--- TASK STATEMENT ---
Copy the entries between the line holding "of the light-colored" and the line holding "[[26, 79], [102, 75], [73, 50]]", inclusive, with their requests, and shift each x and y coordinate in the answers up by 48, changing no numbers elsewhere. Leave out every other entry.

......

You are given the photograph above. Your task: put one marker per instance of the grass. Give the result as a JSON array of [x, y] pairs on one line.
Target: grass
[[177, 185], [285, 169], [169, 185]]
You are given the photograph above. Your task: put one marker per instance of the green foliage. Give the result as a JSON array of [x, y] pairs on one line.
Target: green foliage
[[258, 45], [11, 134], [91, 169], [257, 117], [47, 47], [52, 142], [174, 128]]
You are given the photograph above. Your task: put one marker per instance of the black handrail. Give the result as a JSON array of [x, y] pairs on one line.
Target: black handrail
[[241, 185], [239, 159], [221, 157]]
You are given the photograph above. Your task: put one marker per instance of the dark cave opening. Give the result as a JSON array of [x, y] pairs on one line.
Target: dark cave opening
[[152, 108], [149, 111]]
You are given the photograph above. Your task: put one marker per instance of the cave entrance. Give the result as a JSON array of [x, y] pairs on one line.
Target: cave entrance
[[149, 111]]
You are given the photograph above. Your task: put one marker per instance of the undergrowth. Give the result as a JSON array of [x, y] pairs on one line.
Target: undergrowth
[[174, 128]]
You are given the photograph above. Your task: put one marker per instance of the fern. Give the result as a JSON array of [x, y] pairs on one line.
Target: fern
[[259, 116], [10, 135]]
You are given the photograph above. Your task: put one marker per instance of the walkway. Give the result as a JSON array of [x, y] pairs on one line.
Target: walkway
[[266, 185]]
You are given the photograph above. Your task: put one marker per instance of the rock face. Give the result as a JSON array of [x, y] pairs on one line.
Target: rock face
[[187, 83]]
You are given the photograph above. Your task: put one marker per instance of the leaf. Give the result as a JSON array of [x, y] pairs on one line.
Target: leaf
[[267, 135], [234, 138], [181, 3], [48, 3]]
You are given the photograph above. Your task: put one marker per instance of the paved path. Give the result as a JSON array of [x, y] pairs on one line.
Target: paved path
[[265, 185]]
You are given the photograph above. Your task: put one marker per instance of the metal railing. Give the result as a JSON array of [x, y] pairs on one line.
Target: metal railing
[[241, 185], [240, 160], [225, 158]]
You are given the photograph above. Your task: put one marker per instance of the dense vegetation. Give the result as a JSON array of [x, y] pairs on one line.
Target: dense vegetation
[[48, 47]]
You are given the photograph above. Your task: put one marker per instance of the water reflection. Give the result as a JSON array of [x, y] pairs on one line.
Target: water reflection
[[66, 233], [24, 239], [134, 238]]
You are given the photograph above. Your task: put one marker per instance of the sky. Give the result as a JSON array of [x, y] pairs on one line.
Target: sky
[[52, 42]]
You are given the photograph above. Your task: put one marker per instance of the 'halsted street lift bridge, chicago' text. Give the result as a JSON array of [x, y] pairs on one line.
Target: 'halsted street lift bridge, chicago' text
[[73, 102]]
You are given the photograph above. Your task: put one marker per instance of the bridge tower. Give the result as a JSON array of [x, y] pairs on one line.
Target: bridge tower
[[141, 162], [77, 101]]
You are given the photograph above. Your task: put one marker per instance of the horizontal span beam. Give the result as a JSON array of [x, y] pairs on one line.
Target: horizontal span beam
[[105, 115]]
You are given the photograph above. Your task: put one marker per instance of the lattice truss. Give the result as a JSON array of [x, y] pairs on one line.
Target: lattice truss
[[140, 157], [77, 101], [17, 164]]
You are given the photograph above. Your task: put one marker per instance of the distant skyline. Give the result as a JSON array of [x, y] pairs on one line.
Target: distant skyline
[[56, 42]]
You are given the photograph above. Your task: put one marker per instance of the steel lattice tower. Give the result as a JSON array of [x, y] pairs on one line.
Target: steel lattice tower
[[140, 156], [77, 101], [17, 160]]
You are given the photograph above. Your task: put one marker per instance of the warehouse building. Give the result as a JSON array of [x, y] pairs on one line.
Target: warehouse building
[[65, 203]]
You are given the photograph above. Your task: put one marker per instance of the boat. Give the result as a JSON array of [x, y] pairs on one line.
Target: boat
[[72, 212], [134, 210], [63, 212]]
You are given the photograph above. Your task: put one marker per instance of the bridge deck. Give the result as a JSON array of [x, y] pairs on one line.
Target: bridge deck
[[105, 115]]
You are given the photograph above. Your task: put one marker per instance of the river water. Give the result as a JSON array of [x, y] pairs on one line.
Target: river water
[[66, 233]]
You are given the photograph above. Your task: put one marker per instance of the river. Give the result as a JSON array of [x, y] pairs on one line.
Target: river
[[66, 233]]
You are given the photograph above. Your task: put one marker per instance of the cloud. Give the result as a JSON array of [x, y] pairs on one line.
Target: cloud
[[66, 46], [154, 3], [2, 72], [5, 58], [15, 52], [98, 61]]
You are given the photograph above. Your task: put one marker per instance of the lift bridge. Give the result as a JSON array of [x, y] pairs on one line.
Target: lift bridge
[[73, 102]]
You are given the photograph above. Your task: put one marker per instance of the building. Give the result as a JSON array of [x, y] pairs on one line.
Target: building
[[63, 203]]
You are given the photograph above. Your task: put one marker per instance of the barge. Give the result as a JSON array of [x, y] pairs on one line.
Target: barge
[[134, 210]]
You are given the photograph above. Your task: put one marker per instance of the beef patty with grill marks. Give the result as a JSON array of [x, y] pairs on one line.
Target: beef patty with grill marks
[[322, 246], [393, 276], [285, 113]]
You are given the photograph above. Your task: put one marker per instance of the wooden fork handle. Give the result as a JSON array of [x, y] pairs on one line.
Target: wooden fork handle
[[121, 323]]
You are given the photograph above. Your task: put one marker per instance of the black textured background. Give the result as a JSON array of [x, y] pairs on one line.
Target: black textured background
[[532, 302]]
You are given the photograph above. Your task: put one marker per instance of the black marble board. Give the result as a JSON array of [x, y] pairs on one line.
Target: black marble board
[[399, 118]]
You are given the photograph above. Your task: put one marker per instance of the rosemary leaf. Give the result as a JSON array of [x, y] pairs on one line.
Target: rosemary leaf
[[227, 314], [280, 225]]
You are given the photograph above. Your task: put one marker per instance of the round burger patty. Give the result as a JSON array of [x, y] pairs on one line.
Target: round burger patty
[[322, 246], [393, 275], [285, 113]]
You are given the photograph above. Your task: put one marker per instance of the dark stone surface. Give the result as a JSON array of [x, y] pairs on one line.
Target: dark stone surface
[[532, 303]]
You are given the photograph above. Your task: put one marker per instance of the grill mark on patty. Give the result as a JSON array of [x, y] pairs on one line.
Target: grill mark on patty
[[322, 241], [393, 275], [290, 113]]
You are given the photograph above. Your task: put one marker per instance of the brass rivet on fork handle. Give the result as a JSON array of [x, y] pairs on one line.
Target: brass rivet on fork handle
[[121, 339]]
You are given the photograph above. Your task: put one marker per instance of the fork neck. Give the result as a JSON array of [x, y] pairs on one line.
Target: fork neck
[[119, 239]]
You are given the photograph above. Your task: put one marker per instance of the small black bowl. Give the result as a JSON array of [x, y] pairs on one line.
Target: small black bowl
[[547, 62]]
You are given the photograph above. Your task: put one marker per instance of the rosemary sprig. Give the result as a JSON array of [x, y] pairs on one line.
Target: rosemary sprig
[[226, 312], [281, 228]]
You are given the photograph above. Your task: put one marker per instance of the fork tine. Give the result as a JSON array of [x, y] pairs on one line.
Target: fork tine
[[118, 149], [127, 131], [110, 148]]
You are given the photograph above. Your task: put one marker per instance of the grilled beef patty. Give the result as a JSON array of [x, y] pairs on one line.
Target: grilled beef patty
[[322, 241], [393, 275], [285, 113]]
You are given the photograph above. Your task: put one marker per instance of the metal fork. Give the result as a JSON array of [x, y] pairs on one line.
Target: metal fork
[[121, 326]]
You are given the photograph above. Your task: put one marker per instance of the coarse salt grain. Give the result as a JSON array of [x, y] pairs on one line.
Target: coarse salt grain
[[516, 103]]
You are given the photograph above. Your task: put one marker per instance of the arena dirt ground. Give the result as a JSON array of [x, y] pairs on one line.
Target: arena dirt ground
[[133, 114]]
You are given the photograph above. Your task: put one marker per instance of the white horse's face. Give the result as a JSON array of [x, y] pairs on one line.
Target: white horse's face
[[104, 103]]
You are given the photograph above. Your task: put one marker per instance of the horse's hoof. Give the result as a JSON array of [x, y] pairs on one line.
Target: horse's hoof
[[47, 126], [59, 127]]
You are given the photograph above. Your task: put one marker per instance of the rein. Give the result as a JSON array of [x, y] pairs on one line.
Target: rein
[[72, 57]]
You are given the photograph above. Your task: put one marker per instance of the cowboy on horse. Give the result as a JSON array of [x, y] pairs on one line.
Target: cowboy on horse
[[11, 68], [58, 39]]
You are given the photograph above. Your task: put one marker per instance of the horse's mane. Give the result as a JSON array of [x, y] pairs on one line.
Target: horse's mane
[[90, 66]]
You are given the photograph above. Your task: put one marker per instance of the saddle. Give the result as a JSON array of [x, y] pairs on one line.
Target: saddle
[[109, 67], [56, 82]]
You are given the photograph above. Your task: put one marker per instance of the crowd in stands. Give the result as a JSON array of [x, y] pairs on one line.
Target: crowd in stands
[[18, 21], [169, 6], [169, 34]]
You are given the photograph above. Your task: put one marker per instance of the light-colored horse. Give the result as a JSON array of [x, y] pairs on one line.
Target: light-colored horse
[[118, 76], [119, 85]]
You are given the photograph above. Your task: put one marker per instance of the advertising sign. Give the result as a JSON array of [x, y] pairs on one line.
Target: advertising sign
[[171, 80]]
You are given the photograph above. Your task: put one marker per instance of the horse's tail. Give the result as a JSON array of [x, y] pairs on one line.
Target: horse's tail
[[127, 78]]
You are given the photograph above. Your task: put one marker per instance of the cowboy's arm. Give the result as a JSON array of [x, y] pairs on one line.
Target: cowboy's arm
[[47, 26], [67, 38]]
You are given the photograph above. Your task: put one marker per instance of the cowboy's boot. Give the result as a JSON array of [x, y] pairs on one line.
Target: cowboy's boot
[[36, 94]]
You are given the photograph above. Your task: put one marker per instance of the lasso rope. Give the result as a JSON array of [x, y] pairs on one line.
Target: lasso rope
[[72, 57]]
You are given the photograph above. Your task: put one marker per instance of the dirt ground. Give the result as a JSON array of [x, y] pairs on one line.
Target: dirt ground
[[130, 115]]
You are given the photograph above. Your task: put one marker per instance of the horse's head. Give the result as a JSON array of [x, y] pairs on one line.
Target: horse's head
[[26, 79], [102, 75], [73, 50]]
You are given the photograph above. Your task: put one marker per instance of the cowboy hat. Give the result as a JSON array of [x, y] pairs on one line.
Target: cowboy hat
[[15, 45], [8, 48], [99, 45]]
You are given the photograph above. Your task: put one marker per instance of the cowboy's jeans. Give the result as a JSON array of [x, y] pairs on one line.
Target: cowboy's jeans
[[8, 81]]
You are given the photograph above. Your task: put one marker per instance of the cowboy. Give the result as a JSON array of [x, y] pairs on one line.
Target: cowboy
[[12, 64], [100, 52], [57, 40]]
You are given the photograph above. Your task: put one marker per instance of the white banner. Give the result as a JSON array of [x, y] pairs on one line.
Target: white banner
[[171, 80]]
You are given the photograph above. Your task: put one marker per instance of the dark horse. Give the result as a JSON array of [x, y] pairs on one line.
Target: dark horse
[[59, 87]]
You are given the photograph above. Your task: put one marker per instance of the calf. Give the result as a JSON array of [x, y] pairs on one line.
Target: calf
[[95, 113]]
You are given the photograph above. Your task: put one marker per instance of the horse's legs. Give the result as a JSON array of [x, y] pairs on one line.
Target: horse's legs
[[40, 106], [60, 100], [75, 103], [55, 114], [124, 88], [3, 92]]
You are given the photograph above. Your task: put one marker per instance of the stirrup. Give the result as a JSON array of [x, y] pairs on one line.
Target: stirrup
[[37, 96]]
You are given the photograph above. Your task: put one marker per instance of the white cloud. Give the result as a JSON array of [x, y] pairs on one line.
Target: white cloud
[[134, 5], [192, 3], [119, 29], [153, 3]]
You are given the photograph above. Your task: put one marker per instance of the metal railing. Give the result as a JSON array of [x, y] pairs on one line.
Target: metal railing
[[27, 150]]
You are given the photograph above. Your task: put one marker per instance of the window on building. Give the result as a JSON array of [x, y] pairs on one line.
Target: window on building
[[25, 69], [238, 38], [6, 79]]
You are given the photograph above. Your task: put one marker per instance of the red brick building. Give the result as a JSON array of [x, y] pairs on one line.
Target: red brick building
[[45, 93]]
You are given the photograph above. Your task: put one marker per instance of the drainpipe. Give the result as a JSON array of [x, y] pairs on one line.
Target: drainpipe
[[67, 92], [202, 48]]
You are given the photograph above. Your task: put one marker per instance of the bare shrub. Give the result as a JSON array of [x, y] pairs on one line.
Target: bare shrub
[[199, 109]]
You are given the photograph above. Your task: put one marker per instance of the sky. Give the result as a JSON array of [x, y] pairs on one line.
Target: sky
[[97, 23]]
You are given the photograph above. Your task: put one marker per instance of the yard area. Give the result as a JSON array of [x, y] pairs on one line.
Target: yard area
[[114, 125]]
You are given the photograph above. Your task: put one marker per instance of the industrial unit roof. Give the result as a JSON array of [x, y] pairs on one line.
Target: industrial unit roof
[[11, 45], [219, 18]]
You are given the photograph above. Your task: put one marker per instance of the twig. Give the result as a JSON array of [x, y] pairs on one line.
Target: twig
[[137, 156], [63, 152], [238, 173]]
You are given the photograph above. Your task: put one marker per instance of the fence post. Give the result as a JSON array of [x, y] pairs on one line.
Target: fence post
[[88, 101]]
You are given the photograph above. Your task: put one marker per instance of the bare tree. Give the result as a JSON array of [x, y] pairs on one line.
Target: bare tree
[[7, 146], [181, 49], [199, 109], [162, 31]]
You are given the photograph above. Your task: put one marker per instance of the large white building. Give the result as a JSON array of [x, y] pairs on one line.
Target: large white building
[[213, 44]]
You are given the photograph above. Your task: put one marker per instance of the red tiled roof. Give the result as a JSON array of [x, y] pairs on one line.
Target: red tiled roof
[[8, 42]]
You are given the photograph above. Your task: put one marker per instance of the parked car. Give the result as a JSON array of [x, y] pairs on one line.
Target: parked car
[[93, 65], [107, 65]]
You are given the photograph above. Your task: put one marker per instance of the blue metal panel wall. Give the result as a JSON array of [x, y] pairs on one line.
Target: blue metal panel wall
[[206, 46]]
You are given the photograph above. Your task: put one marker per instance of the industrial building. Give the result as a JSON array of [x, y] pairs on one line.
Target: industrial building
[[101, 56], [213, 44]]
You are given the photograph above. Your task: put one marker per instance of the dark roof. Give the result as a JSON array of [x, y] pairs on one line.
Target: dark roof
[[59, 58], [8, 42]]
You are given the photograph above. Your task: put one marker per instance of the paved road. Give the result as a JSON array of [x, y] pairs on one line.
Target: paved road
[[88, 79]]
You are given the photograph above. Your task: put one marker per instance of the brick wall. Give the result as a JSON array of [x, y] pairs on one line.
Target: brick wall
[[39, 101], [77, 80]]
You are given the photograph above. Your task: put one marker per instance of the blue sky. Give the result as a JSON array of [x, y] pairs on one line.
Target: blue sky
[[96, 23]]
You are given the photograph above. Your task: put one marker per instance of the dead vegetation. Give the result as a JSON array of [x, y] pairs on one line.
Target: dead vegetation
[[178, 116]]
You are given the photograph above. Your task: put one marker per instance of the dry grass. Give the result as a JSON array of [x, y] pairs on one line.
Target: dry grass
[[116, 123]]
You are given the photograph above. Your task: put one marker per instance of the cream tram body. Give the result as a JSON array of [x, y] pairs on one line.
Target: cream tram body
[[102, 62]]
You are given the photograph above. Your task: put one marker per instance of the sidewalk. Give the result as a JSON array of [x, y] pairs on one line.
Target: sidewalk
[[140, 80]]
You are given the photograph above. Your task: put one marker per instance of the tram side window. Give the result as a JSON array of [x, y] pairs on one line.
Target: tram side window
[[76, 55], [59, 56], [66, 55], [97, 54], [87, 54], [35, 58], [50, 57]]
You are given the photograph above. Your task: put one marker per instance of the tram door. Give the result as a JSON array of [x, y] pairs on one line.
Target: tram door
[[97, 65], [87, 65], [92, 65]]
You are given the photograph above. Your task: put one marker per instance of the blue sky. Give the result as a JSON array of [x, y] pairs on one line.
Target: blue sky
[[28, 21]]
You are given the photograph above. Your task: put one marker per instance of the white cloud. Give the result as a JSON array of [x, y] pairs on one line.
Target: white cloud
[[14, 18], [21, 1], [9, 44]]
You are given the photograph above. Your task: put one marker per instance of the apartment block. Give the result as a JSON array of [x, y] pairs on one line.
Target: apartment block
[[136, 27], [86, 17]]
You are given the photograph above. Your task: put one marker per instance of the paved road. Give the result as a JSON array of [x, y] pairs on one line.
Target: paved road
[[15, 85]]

......

--- WRITTEN SOLUTION ---
You are given the photograph above. Your task: put one marker per instance of the light-colored horse. Give the result as a JSON array of [x, y] pairs on one line.
Target: light-colored horse
[[166, 124], [167, 133]]
You are given the photograph above. Your task: put one marker per instance of the advertising sign. Give the result as a JSON array of [x, y] pairs on one line.
Target: advertising sign
[[219, 128]]
You are given the photograph above. Your task: put one marker per instance of the horse's tail. Give the result as a JSON array of [x, y] pairs on one line.
Target: horse's tail
[[175, 126]]
You are given the photograph above. Your task: put one marker per instance of the cowboy's arm. Give the result as a JSON array of [x, y] pairs on one line.
Target: cowboy's arm
[[95, 74], [115, 86]]
You are given the photograph above. Your task: put one marker per instance of the cowboy's boot. Give the result as a JSON array of [x, y] pairs on one line.
Target: cowboy's boot
[[84, 142]]
You are given the photograph above. Your task: put one marker per instance of the lasso rope. Give the result as a JSON array of [x, y] pairs on one line.
Target: lasso rope
[[120, 105]]
You are given the photograph above. Your task: put one marker per instance of the dirt ground. Give the result as a JSON array of [x, y] pairs on one line.
Target: dirt ground
[[178, 163]]
You are given the photograph above. Your task: put one marker per instance of the horse's head. Give the result as a JSON array of [x, y] pairs on one line.
Target: horse's head
[[74, 127], [150, 123], [121, 98]]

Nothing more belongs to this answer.